• **Detalhes da tarefa**:
Altere a parte do trecho para leitura que começa em "Essa tem sido" e vai até "centavo do investimento.", substituindo "semana" por "quinzena", e apresente essa parte reescrita.

• **Trecho para leitura**:
Essa tem sido uma semana sem grandes filmes,
pelo menos não grandes o suficiente para me motivar a escrever sobre eles
(talvez eu redija uma coisa ou duas sobre “The
Thing”, de Carpenter). Também o meu tempo foi consumido por um pequeno
catatau de cento e cinqüenta reais que justificou cada centavo do investimento.
Eu não escrevo sobres livros e não tenho nenhuma prática em fazê-lo, mas este é
tão excepcional (e tão obrigatório para qualquer leitor) que torna a tarefa
inescapável. Além do mais, o valor de seu conteúdo é incalculável, um enorme (e
nunca exaustivo) suprimento de informações para qualquer um que lide com
política, economia, sociologia, antropologia, história, administração ou
diplomacia. Sim, estamos falando de um livro só. Essa “conquista de uma vida”
foi escrita por David S. Landes, professor de história e economia política de
Harvard e mentor do historiador popstar
Niall Ferguson (“Império”, “A Ascensão do Dinheiro”).

• **Itens armazenados**:
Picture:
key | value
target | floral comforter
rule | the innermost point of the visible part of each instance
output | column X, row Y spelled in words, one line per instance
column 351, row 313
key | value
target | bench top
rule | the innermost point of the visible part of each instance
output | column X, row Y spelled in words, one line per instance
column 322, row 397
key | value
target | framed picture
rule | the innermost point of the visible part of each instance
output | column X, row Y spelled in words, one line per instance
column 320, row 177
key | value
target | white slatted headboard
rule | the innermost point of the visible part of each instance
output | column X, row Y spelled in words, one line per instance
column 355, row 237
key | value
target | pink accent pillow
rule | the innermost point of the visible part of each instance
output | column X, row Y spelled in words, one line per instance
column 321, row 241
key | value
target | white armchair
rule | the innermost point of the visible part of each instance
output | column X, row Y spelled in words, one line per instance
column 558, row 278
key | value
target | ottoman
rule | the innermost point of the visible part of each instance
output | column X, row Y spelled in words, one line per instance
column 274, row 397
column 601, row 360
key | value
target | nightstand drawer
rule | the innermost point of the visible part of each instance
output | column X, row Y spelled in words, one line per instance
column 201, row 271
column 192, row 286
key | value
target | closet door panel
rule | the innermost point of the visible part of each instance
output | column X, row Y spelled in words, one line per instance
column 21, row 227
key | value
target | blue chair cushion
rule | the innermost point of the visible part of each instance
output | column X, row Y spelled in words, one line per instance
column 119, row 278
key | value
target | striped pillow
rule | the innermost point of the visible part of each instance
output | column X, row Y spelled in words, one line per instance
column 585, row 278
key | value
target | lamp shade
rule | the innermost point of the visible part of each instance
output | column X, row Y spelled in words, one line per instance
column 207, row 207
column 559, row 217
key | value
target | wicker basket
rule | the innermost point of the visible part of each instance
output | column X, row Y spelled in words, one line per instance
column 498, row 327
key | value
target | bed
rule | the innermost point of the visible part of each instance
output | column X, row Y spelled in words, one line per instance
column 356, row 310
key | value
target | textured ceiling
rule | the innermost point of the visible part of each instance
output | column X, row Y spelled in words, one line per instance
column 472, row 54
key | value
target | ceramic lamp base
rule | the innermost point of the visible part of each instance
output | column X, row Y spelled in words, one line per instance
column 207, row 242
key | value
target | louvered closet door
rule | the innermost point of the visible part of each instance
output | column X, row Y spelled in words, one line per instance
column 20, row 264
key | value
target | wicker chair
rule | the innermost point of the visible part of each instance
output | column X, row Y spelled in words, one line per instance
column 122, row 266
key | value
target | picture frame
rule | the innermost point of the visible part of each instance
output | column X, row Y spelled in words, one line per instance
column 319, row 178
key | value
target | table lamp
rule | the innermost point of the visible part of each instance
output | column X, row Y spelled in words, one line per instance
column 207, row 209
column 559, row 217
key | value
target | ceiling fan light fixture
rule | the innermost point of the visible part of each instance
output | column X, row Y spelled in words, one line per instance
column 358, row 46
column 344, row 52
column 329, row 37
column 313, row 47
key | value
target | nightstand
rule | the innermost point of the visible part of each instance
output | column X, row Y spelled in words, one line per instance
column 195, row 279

• **Resultado do exercício**:
Essa tem sido uma quinzena sem grandes filmes,
pelo menos não grandes o suficiente para me motivar a escrever sobre eles
(talvez eu redija uma coisa ou duas sobre “The
Thing”, de Carpenter). Também o meu tempo foi consumido por um pequeno
catatau de cento e cinqüenta reais que justificou cada centavo do investimento.